## DATA TO USE
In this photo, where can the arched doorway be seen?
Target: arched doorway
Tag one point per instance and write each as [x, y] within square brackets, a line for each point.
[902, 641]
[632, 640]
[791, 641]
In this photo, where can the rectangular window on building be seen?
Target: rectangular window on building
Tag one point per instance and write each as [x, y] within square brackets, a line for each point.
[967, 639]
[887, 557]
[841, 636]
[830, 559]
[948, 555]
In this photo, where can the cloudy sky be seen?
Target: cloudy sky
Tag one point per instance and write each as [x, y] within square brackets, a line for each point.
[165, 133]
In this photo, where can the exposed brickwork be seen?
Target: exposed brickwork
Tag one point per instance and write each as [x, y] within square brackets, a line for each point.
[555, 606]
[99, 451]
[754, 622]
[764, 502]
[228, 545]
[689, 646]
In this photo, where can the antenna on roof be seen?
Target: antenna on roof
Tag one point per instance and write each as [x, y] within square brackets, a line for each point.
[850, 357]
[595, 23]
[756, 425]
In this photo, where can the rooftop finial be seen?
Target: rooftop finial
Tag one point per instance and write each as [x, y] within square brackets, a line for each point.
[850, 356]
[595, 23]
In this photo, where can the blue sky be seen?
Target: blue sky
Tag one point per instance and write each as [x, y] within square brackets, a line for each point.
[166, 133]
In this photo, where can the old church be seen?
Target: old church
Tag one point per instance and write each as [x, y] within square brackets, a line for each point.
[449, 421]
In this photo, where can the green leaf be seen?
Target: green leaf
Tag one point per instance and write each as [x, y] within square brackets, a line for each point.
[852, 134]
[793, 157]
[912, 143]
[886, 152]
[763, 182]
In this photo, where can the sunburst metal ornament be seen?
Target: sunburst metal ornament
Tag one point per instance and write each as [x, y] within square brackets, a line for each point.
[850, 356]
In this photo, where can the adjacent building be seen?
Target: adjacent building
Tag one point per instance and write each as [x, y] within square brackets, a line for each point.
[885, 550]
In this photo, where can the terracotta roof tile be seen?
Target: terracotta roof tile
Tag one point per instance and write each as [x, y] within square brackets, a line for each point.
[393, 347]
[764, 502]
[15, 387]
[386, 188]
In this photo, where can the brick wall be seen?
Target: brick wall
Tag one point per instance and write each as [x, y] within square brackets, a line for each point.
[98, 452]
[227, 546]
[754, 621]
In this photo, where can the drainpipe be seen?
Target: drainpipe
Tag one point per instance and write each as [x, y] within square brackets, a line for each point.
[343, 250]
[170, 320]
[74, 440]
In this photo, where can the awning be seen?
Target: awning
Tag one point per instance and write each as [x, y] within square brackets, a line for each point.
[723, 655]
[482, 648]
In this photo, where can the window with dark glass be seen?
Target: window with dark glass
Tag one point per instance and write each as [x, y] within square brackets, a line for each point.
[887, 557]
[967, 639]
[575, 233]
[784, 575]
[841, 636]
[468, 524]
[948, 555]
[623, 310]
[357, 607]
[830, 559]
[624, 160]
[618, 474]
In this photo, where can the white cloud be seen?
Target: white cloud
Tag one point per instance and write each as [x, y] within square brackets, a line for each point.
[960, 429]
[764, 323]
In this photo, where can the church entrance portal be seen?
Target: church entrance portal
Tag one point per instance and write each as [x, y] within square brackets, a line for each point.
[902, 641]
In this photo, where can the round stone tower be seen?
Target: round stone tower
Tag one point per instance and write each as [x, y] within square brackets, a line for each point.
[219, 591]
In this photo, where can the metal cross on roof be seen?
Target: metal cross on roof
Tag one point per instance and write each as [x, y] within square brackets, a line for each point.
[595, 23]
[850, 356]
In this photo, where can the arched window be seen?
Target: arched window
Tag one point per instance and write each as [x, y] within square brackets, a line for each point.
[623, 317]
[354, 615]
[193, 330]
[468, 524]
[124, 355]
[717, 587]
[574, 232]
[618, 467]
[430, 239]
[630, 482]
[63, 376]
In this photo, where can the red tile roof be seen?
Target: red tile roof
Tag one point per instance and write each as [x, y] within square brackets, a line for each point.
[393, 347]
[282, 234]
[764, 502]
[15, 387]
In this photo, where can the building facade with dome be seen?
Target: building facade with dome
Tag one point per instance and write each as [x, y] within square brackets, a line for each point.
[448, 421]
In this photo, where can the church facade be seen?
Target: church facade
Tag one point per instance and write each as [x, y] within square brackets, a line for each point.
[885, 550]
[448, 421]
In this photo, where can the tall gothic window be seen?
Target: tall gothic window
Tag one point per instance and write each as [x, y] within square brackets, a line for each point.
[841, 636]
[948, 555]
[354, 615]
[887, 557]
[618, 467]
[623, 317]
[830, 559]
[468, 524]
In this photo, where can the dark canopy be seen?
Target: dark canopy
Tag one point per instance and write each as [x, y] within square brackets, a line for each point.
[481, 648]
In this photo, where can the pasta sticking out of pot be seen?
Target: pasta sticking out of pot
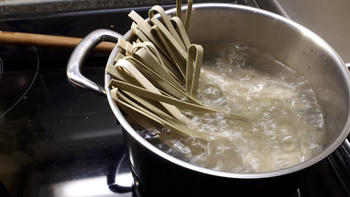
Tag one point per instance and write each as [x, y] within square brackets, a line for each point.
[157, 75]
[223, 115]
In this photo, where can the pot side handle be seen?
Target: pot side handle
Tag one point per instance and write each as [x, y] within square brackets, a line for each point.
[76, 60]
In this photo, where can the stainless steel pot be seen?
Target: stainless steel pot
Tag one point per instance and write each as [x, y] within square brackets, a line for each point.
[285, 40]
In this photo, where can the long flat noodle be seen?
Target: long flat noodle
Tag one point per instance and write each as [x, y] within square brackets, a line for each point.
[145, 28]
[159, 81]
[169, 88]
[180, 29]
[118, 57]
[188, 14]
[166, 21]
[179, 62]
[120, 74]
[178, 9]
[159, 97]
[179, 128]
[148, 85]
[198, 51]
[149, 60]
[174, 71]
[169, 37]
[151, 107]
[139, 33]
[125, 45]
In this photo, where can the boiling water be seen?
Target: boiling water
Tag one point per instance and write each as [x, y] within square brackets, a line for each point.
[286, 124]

---

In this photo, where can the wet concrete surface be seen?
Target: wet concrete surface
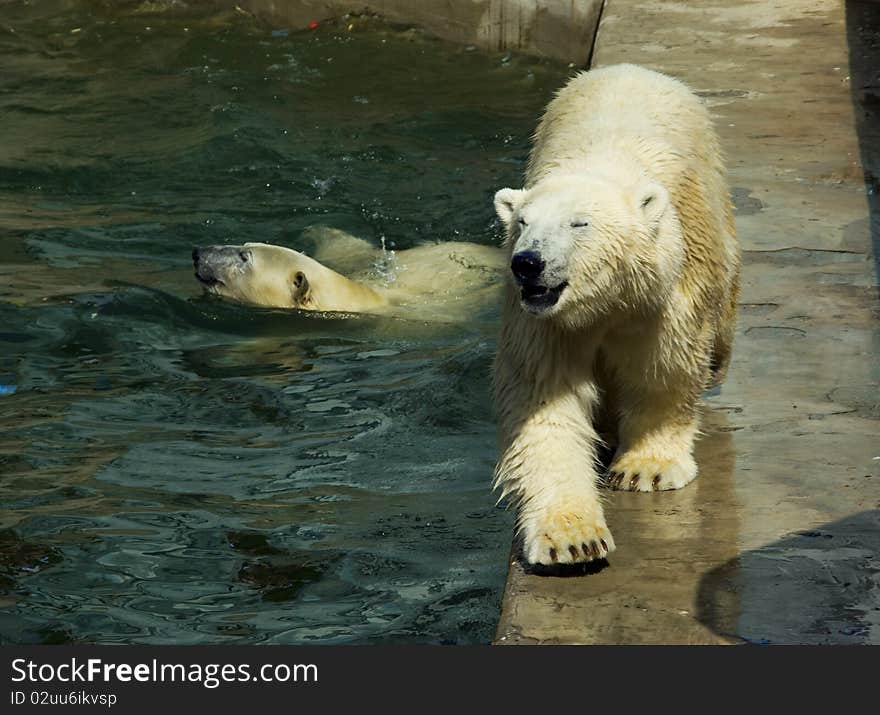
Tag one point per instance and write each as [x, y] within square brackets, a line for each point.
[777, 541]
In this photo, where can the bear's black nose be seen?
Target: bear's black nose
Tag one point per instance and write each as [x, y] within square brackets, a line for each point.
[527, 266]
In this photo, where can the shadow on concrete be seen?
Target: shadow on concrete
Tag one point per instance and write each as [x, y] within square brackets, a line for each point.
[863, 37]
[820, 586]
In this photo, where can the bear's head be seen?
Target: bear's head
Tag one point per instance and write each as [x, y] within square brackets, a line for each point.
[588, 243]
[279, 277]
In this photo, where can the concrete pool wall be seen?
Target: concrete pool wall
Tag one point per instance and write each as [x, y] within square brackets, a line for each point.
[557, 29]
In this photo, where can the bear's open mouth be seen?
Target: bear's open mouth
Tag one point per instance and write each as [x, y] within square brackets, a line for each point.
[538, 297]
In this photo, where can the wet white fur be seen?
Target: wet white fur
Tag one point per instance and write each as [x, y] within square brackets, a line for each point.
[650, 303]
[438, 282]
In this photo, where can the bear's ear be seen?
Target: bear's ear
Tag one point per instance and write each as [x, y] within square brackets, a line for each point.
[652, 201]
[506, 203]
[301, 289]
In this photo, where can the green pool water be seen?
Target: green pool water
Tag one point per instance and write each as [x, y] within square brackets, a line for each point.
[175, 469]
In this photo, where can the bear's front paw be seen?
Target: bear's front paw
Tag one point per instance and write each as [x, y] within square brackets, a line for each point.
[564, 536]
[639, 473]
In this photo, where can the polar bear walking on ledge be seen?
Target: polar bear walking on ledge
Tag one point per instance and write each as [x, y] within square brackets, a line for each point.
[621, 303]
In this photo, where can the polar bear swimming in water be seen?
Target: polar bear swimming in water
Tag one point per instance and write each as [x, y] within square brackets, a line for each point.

## TASK STATEMENT
Count the lines in the data above that contain the string "entrance", matching case exactly. Reply with the number only.

## EXERCISE RESULT
2